*課題の指示:*
1: 本文でカール・ロジャースが挙げている「クライエントの成長を助ける態度」を、すべて書き出してください。
2: 本文によると、カウンセリングが共同作業で目指す最終ゴールは何か。
3: 本文のうち、「人間は、人生において常に意思」から始まり「自分のこと)が挙げられます。」で終わる部分を、一字も変えずに抜き出す。

人間は、人生において常に意思決定を繰り返しています。主役は自分自身ですから、一見すると運命に翻弄されているように見えたとしても、実はその人が描いている脚本に沿っているわけです。たとえば、「ひどい親に育てられた」という境遇は同じであっても、それをばねにしてより良い人生を築く人と、不幸を親のせいにして恨みを抱えたままネガティブに生きる人の差はここにあります。考え方しだいで、いくらでも脚本を変更しながら、楽しい人生を送ることができます。

自己治癒力を引き出すのがカウンセラーの仕事

身体に自己治癒力があるのと同様に、心にもそうした働き―「自己決定能力」や「自己解決能力」-があります。それによって本当なら人生を謳歌しているところでしょう。でも、育ってきた家庭環境や生い立ち、いくつかのトラブルがいっぺんに押し寄せてきたため混乱しているため、クライエントは力を発揮できない状態にあります。

状況を整理して「自己治癒力」を引き出すのが、カウンセラーの仕事です。最終ゴールの「行動変容」を共同作業によって目指し、カウンセラーとクライエントが会話を繰り返すプロセスをカウンセリングというのです。カウンセリングを受ける効用・効果として、①カタルシスを得る(話してすっきりする)②気づきを得る(気づいたら人間は変わることができる)③自我が育つ(専門用語としての「自我」とは、欲求や希望と現実との折り合いをつける役割の心の一部分であり、判断や決定をする自分のこと)が挙げられます。

保険のきかない高価なお金を支払ってでもカウンセリングを受けるのは、こうした3つを得るためです。カウンセラーは、どの療法を使用すると問題解決の方向に向かうのか、先の見通しを立てられるようではないと務まりません。積極的傾聴法とは別に、広く深い専門的知識とカウンセラー自身の心の安定、そして誰に対しても開かれている自分自身を育成する必要があります。

カウンセラーに必要なのは継続した学び

そんなカウンセラーに必要な「クライエントの成長を助ける態度」として、アメリカの臨床心理学者カール・ロジャース(1902-1987)は次の3つを挙げています。
①純粋性(カウンセラーの自己一致)
②無条件の肯定的関心(完全なる受容)
③共感的理解(ありのままの理解を伝えるまで)

*記録資料:*
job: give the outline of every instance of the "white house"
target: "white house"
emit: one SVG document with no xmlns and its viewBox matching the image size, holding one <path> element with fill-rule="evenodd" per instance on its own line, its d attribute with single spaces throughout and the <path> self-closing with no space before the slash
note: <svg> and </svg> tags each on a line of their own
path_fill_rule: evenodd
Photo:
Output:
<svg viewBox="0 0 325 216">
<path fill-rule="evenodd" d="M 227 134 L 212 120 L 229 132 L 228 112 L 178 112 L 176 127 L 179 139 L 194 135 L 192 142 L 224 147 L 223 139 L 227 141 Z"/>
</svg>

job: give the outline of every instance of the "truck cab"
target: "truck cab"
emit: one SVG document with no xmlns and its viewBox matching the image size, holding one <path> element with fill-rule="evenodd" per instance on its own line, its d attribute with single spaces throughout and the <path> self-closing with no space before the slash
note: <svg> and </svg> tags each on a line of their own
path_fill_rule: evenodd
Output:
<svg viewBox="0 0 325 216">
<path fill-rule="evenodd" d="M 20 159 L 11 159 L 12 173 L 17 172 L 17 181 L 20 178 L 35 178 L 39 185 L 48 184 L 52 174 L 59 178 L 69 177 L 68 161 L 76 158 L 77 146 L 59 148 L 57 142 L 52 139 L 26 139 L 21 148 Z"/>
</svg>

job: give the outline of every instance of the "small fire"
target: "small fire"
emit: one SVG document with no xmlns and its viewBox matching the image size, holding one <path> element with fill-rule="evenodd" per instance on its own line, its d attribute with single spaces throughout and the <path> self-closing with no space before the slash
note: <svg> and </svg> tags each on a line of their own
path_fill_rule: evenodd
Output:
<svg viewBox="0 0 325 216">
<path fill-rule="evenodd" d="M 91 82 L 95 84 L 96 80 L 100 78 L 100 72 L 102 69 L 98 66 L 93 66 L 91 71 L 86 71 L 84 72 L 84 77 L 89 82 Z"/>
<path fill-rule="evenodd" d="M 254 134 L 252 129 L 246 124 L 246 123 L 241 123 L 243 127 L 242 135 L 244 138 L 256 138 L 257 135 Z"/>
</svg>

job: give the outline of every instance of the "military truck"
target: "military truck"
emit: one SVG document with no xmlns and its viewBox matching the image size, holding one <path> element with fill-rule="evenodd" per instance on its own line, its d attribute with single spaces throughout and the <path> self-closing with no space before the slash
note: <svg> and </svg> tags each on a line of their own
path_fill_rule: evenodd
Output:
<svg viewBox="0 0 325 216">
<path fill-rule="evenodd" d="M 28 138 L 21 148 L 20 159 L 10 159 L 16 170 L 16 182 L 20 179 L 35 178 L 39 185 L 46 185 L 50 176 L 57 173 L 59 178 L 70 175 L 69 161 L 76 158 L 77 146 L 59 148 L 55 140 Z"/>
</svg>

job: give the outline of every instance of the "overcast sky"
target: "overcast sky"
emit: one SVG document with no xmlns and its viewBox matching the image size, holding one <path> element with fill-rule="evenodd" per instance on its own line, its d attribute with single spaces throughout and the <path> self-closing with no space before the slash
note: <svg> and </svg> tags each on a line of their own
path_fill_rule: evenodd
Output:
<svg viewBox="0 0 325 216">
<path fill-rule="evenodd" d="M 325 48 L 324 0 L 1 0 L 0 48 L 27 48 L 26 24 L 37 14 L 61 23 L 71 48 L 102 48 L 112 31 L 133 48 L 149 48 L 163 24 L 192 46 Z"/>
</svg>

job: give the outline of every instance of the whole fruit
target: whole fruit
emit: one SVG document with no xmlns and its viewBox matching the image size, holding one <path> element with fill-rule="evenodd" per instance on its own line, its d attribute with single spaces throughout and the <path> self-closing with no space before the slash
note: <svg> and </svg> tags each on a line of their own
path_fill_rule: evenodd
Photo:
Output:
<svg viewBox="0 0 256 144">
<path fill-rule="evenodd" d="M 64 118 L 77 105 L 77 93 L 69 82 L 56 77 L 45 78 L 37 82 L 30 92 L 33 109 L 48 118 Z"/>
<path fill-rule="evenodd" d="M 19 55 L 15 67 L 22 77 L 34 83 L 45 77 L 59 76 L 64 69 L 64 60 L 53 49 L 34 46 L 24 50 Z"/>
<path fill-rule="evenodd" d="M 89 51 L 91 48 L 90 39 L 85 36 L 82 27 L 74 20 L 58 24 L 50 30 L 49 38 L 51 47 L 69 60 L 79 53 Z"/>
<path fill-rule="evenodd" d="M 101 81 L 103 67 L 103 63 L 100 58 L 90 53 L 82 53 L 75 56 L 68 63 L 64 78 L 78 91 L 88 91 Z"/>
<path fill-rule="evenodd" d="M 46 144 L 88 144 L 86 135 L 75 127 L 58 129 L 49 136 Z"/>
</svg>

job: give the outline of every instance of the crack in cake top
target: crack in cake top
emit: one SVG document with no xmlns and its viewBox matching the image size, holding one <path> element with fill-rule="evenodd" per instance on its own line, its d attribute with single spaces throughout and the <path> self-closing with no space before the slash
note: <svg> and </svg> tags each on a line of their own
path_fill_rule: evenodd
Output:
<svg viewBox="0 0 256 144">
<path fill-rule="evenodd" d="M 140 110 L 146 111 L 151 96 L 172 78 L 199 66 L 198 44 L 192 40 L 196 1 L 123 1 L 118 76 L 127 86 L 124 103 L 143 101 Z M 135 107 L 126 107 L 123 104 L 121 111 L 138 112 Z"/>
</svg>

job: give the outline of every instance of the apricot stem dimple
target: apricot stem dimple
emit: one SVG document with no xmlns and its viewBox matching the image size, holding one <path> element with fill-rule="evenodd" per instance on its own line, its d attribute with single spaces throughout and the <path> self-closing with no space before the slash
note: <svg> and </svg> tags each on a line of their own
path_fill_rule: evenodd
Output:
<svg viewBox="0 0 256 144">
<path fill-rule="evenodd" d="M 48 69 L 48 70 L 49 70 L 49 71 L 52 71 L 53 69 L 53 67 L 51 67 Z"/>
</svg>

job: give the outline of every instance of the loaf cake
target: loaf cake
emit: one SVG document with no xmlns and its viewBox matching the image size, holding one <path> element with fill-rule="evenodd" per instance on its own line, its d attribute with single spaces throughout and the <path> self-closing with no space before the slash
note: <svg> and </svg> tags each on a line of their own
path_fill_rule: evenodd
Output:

*各課題の解答:*
1: 純粋性、無条件の肯定的関心、共感的理解

2: 「行動変容」

3:
人間は、人生において常に意思決定を繰り返しています。主役は自分自身ですから、一見すると運命に翻弄されているように見えたとしても、実はその人が描いている脚本に沿っているわけです。たとえば、「ひどい親に育てられた」という境遇は同じであっても、それをばねにしてより良い人生を築く人と、不幸を親のせいにして恨みを抱えたままネガティブに生きる人の差はここにあります。考え方しだいで、いくらでも脚本を変更しながら、楽しい人生を送ることができます。

自己治癒力を引き出すのがカウンセラーの仕事

身体に自己治癒力があるのと同様に、心にもそうした働き―「自己決定能力」や「自己解決能力」-があります。それによって本当なら人生を謳歌しているところでしょう。でも、育ってきた家庭環境や生い立ち、いくつかのトラブルがいっぺんに押し寄せてきたため混乱しているため、クライエントは力を発揮できない状態にあります。

状況を整理して「自己治癒力」を引き出すのが、カウンセラーの仕事です。最終ゴールの「行動変容」を共同作業によって目指し、カウンセラーとクライエントが会話を繰り返すプロセスをカウンセリングというのです。カウンセリングを受ける効用・効果として、①カタルシスを得る(話してすっきりする)②気づきを得る(気づいたら人間は変わることができる)③自我が育つ(専門用語としての「自我」とは、欲求や希望と現実との折り合いをつける役割の心の一部分であり、判断や決定をする自分のこと)が挙げられます。